─── MATERIAL FOR THE TASK ───

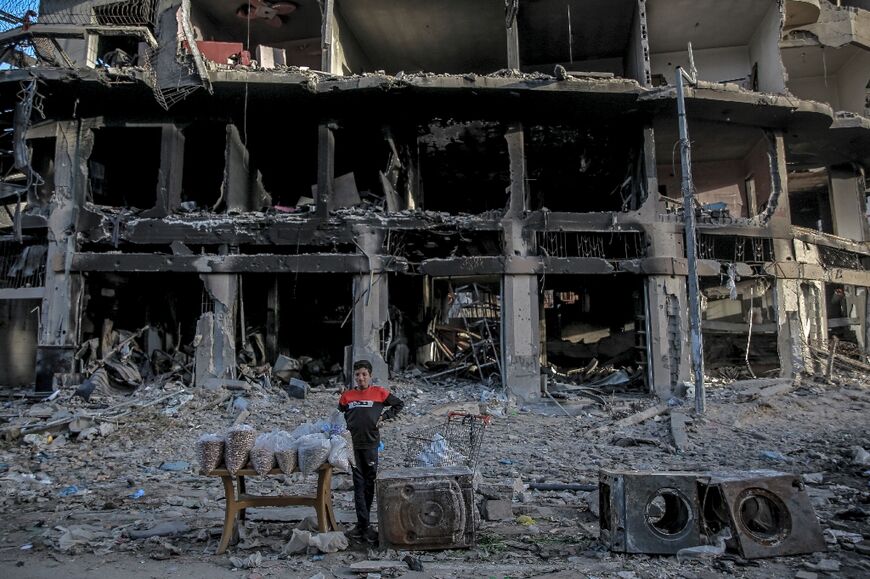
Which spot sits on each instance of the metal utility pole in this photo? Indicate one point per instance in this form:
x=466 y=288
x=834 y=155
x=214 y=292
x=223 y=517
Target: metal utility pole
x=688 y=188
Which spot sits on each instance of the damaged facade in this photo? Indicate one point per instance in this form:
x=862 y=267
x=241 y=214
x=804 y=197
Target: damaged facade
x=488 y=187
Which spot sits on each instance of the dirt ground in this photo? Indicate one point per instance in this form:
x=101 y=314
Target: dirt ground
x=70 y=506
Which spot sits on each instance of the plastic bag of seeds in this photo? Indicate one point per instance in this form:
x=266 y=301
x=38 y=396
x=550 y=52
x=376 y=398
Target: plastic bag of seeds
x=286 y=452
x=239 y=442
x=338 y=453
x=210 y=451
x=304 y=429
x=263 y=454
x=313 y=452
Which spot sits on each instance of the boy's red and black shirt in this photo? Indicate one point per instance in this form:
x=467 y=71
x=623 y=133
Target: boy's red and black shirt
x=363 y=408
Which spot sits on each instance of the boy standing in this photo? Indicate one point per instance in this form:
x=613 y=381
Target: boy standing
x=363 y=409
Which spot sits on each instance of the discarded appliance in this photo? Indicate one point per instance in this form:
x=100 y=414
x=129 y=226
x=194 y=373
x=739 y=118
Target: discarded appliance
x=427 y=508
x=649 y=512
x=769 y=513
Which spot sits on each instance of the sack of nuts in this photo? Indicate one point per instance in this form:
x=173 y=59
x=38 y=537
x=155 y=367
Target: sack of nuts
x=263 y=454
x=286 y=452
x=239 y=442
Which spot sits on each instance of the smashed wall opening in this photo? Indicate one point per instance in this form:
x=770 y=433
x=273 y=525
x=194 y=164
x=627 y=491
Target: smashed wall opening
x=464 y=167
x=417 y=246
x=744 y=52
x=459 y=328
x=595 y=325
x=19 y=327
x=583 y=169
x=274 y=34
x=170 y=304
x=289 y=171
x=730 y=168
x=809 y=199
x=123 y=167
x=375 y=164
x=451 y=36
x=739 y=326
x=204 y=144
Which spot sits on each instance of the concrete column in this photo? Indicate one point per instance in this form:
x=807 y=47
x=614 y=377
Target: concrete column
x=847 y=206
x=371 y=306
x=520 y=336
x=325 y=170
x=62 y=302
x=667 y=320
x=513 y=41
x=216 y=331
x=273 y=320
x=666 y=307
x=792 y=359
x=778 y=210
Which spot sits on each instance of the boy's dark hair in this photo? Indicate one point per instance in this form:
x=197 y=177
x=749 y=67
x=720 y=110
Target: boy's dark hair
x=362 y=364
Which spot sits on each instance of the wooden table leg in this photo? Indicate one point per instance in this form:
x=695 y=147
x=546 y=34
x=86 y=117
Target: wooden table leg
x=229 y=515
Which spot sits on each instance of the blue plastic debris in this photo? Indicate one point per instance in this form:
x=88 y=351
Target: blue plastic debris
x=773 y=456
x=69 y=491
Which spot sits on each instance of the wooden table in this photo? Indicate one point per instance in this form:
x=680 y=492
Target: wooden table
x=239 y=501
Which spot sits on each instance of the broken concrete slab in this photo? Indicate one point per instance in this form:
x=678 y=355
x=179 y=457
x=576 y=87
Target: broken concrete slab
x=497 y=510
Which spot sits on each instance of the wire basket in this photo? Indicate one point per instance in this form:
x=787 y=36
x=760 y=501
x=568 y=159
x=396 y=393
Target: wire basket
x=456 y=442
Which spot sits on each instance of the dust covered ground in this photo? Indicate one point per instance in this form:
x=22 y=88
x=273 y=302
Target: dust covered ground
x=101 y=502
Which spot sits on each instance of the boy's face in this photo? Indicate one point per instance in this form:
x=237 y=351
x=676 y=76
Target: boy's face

───
─── MATERIAL FOR THE TASK ───

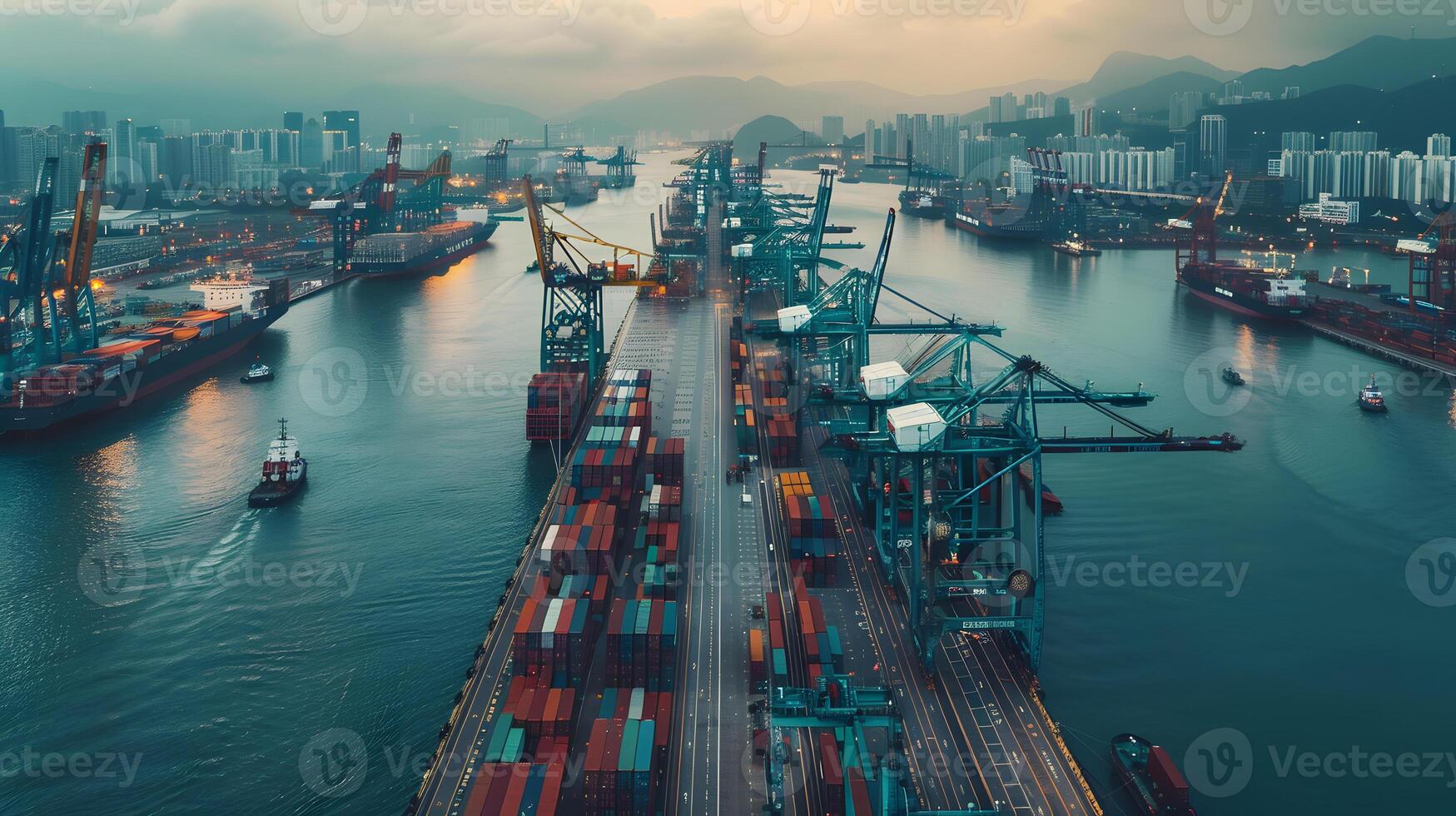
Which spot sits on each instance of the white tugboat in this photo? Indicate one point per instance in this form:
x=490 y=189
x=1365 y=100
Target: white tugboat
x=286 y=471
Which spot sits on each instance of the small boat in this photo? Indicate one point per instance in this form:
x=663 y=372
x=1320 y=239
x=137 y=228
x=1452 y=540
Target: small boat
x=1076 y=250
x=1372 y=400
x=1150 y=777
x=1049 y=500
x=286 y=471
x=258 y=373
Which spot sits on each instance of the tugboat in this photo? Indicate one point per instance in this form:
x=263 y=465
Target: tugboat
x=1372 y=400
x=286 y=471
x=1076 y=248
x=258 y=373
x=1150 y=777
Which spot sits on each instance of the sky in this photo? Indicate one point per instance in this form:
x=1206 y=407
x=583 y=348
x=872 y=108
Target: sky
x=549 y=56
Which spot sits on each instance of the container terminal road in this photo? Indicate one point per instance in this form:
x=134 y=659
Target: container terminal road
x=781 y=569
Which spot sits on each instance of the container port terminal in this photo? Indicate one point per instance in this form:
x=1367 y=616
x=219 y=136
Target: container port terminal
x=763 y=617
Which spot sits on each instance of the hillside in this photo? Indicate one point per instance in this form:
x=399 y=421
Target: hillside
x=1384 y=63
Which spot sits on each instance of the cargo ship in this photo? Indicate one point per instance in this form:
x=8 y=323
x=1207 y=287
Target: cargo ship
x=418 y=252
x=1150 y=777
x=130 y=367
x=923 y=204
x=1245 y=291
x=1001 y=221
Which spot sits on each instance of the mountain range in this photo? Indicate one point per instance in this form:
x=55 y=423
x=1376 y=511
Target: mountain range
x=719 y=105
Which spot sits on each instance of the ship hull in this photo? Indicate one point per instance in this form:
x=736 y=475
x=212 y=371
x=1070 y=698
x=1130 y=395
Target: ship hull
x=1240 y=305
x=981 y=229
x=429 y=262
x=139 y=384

───
─── MATERIAL FOR THE TASK ───

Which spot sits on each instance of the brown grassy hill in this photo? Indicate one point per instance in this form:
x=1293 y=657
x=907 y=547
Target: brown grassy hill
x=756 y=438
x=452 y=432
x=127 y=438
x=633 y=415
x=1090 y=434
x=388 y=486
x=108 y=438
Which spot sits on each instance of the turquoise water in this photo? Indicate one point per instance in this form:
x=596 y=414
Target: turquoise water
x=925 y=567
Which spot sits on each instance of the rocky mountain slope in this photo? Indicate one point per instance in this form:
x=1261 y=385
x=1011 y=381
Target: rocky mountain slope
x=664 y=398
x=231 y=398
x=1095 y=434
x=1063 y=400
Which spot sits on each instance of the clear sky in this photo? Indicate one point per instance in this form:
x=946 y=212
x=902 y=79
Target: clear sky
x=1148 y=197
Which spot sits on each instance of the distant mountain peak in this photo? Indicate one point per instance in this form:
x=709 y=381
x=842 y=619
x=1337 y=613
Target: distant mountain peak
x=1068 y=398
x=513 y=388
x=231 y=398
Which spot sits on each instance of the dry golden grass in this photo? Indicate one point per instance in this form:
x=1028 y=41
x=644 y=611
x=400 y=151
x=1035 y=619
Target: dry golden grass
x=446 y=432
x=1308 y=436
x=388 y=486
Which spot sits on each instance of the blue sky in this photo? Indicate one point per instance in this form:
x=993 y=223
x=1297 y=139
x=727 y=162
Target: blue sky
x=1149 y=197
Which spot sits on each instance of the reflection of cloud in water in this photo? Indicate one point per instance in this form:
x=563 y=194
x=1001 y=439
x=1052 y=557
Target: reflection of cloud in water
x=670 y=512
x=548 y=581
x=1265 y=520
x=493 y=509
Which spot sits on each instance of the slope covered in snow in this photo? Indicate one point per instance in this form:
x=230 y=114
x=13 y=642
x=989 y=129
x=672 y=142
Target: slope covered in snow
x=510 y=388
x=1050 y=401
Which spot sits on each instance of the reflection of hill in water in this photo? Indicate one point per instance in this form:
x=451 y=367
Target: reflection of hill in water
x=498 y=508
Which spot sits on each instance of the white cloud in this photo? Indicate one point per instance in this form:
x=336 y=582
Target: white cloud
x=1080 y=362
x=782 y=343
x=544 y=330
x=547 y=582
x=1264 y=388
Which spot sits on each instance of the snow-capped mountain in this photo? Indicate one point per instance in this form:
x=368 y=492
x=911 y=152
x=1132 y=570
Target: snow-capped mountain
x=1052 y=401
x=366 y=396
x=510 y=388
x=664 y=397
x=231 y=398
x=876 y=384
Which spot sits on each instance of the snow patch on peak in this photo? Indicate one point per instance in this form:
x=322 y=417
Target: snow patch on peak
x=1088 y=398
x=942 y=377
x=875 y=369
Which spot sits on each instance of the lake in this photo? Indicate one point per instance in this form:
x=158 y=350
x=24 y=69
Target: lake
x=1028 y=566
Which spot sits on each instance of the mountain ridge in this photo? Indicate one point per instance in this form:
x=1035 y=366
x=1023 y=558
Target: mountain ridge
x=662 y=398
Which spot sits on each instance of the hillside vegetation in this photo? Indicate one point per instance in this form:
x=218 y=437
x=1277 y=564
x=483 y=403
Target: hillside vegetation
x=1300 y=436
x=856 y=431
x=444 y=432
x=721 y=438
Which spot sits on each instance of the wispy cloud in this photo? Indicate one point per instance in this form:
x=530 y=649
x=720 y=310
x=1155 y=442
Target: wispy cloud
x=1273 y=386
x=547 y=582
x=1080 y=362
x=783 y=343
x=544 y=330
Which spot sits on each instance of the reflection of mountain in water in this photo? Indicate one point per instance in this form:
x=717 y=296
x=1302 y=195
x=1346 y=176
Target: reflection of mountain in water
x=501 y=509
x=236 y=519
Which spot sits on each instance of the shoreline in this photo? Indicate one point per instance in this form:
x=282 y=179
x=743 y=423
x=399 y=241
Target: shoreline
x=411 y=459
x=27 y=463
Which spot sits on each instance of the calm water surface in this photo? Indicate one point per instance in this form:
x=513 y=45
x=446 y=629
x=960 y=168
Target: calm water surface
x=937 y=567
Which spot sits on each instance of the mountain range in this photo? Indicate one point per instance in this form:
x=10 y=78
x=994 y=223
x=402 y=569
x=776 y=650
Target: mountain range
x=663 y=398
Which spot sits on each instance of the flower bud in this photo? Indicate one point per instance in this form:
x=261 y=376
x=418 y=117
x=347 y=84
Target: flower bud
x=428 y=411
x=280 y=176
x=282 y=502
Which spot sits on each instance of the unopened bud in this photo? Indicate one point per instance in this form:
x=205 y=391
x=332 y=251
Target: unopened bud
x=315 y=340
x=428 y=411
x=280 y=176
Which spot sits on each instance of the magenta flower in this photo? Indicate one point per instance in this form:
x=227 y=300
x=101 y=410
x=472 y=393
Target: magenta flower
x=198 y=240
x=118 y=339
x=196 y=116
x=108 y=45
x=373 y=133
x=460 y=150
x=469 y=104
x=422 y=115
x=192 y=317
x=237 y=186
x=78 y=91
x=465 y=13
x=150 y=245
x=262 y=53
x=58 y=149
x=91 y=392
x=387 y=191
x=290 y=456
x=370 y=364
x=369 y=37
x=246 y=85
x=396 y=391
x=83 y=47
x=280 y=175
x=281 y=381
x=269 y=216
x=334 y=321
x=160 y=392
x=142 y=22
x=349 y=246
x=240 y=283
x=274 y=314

───

§ **REQUIRED WORK**
Return, with no change at all, every line in the entries above from the line containing "Which spot sits on each instance of the metal" through the line containing "Which spot sits on each instance of the dirt".

§ **EXERCISE RESPONSE**
Which spot sits on each instance of the metal utility pole in this photo? Indicate one point per instance in this form:
x=466 y=288
x=834 y=155
x=214 y=292
x=223 y=517
Target: metal utility pole
x=688 y=188
Which spot sits on each instance of the damaged facade in this photo? Indicate one point per instance in this form:
x=862 y=267
x=241 y=214
x=804 y=197
Target: damaged facade
x=488 y=187
Which spot sits on each instance of the dirt ground in this photo? Indicate one point per instance in this form:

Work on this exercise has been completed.